### [WHAT IS ASKED]
Rewrite the lines below in full, starting at the line containing "of the weeping" and ending at the line containing "[(221, 544)]", with every answer coordinate multiplied by 1.25 and rounded to a whole number, halves rounding up. Give only those lines, and leave the pictures out of your answer.

○ ○ ○ ○ ○

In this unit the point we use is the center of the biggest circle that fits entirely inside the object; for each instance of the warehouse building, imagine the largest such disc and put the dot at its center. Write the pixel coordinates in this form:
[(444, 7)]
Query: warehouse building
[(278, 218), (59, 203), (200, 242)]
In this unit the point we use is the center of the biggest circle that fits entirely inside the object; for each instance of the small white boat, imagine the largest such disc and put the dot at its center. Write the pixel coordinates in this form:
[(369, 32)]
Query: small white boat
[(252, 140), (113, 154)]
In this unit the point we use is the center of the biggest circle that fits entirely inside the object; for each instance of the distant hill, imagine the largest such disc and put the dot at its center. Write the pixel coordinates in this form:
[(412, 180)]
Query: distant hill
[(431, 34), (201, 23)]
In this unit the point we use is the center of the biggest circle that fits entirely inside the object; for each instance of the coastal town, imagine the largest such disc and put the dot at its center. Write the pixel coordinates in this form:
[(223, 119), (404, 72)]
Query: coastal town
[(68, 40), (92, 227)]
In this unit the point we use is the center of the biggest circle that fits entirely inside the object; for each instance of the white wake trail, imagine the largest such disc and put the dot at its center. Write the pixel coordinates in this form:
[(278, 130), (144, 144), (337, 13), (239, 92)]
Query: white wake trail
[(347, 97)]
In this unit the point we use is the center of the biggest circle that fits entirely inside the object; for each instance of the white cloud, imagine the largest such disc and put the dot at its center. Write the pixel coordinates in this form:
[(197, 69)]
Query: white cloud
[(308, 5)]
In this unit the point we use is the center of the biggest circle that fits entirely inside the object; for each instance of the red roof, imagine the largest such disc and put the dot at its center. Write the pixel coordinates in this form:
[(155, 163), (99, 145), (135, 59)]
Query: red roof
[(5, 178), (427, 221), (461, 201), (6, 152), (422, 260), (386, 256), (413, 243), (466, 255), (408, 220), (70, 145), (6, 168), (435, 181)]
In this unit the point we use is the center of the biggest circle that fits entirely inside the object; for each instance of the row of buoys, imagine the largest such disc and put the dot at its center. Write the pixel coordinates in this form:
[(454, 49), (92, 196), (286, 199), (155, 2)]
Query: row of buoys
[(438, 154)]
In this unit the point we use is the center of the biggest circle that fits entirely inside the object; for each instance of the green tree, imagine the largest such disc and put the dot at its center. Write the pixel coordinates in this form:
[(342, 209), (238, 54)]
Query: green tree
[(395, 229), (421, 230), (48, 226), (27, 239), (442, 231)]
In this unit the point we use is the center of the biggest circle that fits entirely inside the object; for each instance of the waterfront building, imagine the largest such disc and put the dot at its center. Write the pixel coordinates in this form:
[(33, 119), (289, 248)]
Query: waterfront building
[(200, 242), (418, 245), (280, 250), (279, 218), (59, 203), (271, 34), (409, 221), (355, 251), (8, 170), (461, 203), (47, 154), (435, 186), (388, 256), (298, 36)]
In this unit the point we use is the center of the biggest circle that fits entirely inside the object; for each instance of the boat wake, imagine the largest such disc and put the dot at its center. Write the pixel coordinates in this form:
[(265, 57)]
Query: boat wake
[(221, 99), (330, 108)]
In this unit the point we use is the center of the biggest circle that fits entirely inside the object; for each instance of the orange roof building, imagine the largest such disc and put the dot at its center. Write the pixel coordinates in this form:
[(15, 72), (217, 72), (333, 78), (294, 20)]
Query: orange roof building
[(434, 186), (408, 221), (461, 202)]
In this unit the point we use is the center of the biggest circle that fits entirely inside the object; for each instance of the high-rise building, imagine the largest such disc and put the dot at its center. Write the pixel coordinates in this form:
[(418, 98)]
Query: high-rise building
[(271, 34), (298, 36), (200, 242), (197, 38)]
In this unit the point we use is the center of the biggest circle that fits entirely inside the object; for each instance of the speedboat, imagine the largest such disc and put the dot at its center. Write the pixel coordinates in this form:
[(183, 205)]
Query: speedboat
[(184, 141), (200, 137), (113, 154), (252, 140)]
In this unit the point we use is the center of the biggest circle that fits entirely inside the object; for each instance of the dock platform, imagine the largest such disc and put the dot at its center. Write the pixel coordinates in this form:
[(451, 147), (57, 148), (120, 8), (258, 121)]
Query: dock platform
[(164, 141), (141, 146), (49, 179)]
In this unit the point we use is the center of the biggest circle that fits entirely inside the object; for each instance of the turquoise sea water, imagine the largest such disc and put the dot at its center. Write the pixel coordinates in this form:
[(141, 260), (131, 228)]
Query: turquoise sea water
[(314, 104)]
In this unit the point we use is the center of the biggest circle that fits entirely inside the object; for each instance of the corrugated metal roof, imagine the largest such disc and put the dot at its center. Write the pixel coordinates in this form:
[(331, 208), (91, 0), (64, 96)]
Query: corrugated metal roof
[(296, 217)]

○ ○ ○ ○ ○

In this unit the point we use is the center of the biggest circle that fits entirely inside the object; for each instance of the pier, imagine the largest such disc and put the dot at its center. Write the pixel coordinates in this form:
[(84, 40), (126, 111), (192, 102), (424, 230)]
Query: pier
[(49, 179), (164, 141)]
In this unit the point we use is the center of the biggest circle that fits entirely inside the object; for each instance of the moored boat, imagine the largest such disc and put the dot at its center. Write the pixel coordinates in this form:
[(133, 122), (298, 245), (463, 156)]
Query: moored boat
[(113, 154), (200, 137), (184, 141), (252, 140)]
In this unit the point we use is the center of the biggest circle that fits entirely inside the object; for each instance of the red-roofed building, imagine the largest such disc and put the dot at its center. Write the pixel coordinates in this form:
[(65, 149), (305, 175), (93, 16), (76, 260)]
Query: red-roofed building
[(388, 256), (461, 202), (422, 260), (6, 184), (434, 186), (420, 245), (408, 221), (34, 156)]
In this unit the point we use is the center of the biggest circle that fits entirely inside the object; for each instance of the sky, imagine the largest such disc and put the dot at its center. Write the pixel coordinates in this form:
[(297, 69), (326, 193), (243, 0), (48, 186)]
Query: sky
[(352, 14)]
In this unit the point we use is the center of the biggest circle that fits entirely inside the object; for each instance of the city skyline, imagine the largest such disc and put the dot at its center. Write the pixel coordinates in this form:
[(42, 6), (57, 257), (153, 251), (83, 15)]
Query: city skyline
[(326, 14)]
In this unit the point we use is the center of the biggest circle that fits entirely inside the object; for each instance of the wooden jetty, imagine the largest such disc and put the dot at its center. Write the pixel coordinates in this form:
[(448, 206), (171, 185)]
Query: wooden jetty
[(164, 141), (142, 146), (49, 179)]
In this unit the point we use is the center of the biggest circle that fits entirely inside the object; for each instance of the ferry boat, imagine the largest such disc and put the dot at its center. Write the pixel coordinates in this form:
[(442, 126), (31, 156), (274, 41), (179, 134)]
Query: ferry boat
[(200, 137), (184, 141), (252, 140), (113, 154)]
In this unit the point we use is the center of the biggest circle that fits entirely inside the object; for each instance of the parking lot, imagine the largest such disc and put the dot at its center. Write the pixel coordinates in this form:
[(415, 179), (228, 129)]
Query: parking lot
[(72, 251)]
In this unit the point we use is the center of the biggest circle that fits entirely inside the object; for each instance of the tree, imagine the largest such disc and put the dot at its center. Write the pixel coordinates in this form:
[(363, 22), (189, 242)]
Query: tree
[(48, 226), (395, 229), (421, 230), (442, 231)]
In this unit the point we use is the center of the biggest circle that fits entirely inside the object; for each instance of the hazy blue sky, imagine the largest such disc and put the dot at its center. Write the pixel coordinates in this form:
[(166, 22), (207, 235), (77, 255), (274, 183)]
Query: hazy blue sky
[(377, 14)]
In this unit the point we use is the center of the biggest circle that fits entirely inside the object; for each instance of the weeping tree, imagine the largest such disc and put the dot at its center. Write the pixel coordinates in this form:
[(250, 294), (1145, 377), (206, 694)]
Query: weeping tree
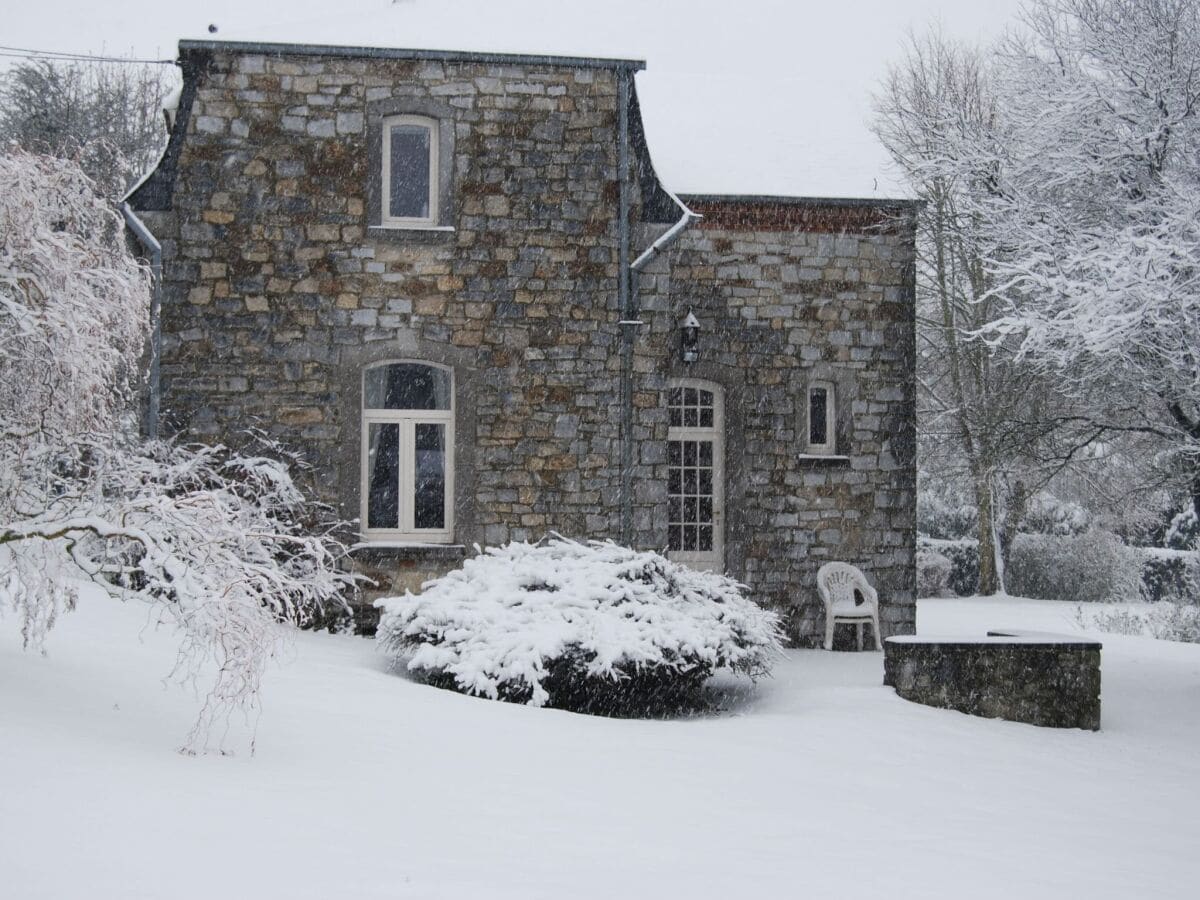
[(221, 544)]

○ ○ ○ ○ ○

### [PROBLEM SOLUTION]
In this unit the point we use is the center of the biggest circle that fits entirely inside the object; for each instance of the weeping tree, imagine the largest such disc and put the dot at its center. Write the pixel coordinates in this form:
[(250, 294), (1145, 377), (206, 694)]
Query: weeping tree
[(276, 680)]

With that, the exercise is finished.